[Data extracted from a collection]
┄┄┄┄┄┄

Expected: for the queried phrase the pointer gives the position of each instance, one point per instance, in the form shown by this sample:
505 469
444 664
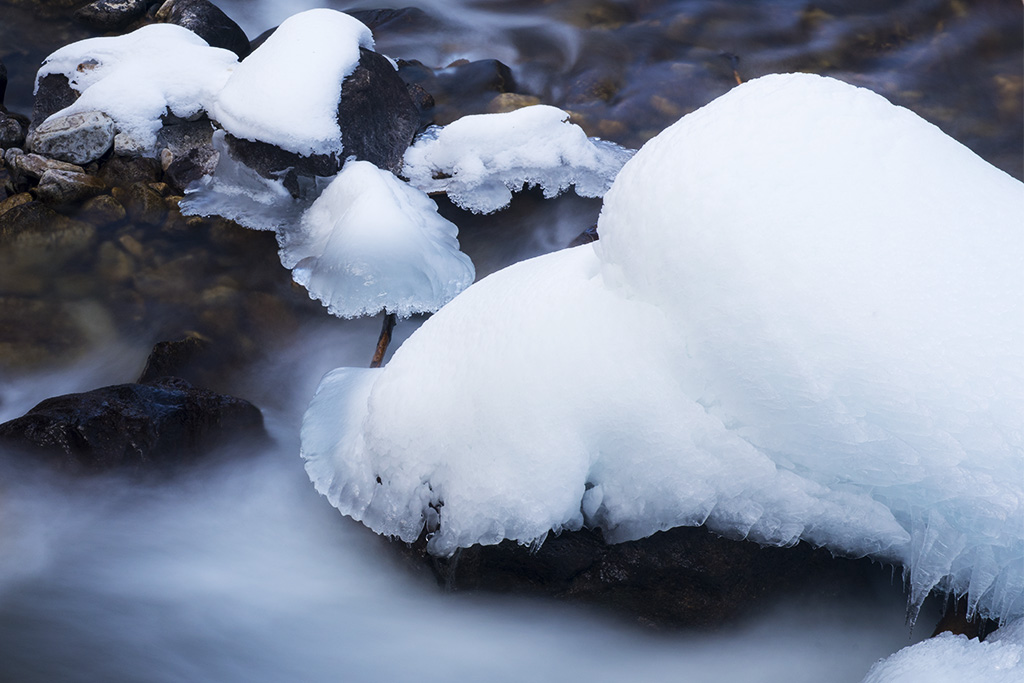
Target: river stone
144 206
377 118
67 187
112 14
208 22
102 210
78 138
34 232
686 577
53 92
132 426
35 166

┄┄┄┄┄┄

▶ _GIVEN PROBLEM_: Copy every record character for character. Skip the pictures.

▶ _REPLY_:
Expected: for the queried phrase the pointer gives the position of each instance, one point per instance, in the form shown by this sample:
505 469
444 664
Target: river stone
144 206
377 118
67 187
112 14
208 22
102 210
78 138
34 232
686 577
53 92
132 426
35 166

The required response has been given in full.